* _Data listing_:
= = = = = = =
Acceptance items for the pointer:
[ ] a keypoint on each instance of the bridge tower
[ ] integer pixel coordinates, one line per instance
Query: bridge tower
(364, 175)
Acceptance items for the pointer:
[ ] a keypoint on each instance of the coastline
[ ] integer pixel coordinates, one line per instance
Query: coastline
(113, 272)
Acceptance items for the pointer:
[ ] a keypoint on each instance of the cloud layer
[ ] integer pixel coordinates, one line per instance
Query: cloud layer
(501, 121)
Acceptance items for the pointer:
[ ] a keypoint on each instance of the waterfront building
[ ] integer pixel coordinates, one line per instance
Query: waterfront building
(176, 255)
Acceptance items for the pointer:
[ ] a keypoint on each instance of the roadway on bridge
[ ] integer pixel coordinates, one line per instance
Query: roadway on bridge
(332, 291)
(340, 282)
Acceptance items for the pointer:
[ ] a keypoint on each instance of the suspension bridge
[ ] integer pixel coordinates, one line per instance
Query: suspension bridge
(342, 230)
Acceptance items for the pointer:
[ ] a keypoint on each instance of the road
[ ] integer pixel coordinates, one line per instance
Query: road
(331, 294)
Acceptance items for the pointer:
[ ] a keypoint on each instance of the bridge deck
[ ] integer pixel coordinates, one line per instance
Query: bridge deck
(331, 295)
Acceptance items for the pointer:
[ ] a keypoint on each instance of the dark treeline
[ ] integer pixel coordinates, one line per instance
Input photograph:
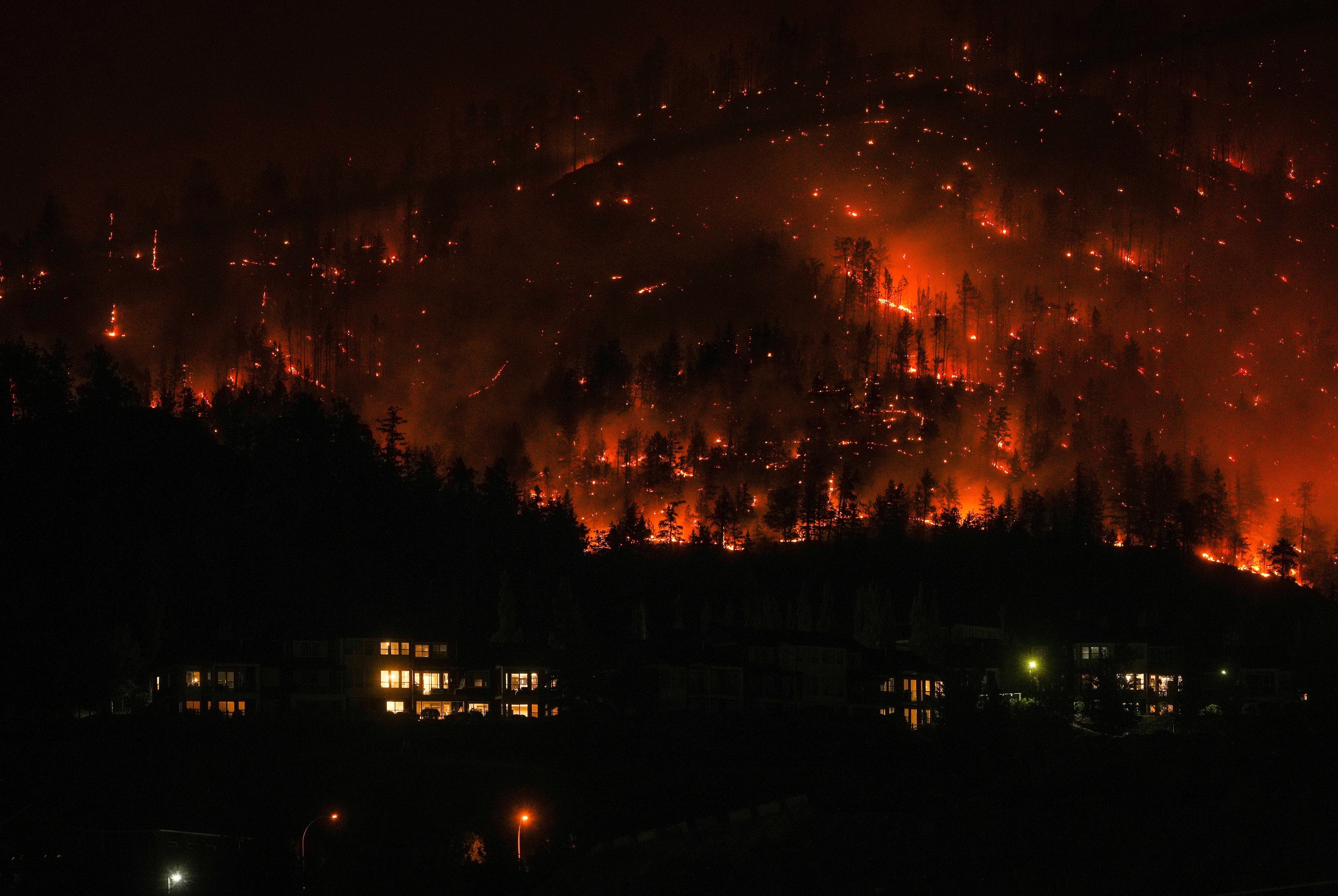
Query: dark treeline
(255, 514)
(267, 511)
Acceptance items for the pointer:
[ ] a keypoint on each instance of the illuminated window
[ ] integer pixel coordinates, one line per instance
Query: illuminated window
(441, 708)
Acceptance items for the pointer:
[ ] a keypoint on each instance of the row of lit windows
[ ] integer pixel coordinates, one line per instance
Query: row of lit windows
(224, 707)
(430, 683)
(915, 716)
(917, 688)
(442, 708)
(402, 649)
(221, 679)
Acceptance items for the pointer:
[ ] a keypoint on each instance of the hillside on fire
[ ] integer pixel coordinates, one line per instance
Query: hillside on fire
(260, 513)
(791, 447)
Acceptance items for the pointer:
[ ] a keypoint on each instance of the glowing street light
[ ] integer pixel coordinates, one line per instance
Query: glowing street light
(525, 818)
(334, 816)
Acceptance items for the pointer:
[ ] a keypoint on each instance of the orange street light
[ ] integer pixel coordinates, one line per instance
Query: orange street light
(334, 816)
(518, 824)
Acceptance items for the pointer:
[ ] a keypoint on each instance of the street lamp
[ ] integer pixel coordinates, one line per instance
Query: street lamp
(334, 816)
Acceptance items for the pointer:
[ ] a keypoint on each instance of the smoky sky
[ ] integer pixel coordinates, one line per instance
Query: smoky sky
(117, 99)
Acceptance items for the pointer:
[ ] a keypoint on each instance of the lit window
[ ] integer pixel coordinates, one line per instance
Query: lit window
(441, 708)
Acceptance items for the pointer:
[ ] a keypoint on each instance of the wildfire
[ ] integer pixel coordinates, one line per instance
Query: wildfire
= = = = = = =
State how many lines of the records above contain the string "glowing". Give only the number.

* _Full output_:
2